* [To do]:
Write out every line of the records verbatim, from the start of the records down to the line containing "point(158, 11)", including that line.
begin Input records
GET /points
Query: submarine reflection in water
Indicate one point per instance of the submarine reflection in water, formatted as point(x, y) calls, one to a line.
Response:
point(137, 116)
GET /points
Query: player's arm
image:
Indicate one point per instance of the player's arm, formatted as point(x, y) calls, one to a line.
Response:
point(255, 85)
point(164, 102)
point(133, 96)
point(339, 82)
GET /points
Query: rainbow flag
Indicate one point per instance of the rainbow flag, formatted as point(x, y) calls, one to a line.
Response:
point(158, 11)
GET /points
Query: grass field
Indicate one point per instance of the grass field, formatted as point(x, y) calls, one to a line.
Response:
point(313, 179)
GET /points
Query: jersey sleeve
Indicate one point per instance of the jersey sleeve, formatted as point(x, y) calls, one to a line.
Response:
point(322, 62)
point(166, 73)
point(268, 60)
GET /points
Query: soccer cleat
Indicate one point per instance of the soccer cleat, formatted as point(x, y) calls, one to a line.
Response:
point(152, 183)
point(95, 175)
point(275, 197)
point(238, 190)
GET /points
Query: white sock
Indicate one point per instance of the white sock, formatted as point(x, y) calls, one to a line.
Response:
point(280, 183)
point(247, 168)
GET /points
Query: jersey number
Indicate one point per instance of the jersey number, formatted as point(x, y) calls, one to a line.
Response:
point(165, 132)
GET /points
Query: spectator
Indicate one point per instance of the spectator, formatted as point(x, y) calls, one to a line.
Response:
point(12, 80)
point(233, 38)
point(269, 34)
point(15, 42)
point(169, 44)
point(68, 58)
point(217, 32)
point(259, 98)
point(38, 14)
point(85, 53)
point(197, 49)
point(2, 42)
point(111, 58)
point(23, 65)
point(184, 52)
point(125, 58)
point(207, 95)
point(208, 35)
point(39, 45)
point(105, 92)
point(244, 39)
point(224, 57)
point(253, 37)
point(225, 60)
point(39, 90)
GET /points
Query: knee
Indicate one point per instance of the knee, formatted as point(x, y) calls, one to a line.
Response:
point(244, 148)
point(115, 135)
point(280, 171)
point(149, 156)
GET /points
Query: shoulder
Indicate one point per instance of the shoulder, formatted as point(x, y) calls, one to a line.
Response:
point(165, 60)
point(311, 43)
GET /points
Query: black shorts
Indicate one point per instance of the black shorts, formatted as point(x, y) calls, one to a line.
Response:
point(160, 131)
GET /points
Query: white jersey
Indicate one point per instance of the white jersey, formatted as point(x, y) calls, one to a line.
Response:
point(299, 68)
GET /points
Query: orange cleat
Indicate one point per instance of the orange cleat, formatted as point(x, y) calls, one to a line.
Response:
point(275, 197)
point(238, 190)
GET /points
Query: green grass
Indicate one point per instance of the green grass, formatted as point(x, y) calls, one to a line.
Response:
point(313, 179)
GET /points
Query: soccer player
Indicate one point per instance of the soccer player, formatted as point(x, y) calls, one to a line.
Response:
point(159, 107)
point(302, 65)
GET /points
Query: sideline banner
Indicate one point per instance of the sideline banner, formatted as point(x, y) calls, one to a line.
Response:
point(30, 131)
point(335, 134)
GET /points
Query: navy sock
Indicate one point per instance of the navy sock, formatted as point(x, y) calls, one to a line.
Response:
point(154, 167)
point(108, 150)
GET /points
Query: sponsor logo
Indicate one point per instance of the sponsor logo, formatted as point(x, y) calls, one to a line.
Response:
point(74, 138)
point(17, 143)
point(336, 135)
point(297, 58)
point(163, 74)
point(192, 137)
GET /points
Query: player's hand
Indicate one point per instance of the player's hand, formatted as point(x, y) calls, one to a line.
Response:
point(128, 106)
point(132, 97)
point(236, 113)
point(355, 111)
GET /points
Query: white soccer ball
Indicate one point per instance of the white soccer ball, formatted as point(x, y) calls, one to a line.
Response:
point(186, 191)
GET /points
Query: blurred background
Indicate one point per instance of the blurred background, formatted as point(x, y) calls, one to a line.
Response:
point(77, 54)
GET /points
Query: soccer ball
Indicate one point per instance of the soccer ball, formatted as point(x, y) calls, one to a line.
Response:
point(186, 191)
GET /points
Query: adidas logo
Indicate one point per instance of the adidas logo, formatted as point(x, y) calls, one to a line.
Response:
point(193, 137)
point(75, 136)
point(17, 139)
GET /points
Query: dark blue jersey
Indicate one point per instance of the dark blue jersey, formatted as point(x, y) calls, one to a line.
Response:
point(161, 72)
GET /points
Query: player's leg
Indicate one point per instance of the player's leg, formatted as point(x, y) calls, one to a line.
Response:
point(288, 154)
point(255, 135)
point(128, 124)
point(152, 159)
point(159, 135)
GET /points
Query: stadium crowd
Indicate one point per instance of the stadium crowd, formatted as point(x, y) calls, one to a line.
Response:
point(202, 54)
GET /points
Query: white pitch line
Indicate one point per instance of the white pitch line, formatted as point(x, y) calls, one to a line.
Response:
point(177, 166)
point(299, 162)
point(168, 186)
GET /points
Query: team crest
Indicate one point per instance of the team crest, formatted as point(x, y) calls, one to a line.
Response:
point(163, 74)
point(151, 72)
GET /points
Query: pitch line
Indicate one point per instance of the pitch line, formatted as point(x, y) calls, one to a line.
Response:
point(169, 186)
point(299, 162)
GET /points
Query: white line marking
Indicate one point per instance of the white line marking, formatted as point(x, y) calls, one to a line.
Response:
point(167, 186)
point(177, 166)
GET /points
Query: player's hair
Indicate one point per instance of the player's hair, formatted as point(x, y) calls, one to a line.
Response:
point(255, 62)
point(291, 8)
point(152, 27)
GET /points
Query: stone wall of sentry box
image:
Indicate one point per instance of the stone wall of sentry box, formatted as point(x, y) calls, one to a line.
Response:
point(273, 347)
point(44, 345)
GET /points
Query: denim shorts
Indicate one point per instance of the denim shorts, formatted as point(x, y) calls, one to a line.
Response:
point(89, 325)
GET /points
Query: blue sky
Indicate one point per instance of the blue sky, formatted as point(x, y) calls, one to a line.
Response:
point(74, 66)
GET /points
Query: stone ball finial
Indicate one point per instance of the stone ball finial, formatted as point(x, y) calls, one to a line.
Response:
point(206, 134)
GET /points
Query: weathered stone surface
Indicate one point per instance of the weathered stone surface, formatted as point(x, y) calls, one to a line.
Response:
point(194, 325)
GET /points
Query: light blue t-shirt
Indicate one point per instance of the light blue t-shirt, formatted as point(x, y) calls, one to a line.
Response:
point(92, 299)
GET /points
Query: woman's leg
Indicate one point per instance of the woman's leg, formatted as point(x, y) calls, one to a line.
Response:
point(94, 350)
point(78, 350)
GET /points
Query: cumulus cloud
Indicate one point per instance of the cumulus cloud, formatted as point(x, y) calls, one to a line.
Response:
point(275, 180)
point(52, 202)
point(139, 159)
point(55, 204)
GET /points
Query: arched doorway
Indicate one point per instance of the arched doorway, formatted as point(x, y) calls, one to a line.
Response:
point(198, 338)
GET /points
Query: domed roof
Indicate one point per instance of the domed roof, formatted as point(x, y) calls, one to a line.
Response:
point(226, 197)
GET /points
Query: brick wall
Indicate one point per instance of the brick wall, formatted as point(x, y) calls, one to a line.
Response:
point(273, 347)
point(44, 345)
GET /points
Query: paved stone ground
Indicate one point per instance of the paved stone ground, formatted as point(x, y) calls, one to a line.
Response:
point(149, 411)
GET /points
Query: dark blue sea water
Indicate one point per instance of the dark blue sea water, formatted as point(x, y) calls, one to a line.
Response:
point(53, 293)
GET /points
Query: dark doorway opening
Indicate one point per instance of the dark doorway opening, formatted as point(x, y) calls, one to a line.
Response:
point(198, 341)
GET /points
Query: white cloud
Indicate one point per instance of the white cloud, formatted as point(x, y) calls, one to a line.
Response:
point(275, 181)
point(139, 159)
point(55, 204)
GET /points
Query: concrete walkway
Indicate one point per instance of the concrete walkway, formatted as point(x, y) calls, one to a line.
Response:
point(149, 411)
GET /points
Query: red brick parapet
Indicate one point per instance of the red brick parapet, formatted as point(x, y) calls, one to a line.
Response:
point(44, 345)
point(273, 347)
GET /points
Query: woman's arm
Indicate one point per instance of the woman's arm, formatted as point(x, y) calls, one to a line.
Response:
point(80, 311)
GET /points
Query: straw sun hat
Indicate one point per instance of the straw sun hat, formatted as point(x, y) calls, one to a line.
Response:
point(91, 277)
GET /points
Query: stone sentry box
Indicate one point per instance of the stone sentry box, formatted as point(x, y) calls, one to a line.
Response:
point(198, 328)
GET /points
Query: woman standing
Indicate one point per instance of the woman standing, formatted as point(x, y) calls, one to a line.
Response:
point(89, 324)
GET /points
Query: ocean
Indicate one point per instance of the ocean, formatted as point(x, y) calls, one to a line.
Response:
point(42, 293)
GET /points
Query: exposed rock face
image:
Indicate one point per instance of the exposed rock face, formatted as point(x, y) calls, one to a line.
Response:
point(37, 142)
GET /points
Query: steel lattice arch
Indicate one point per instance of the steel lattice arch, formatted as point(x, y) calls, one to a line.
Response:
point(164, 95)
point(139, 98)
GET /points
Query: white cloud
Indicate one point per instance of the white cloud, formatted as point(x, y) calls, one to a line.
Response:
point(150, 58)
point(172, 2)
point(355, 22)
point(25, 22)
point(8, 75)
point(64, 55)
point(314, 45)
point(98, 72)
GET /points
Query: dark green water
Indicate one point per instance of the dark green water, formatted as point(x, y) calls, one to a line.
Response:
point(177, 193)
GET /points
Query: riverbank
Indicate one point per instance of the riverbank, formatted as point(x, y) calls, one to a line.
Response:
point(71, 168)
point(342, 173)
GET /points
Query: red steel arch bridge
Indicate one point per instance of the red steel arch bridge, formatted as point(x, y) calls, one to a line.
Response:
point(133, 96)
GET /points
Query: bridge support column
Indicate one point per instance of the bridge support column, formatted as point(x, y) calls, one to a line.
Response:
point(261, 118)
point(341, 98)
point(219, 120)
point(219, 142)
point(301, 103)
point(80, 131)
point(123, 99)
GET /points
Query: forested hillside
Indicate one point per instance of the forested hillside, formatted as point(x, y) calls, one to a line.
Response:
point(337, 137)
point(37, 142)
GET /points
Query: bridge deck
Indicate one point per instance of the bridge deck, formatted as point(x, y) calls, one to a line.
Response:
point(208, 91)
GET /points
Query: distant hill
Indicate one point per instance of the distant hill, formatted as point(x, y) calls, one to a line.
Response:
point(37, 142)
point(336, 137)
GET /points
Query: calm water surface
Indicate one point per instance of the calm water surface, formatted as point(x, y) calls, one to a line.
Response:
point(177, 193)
end Input records
* [Result]:
GET /points
Query: submarine reflection in water
Indicate one point per instance of the submarine reflection in water, formatted as point(x, y) calls, one to a line.
Response:
point(137, 116)
GET /points
Query: player's arm
image:
Indicate one point per instance of the player's arm, formatted as point(x, y) calls, one to a line.
Response:
point(255, 85)
point(164, 102)
point(133, 96)
point(339, 82)
GET /points
Query: rainbow flag
Indicate one point per instance of the rainbow flag, formatted as point(x, y) calls, one to a line.
Response:
point(158, 11)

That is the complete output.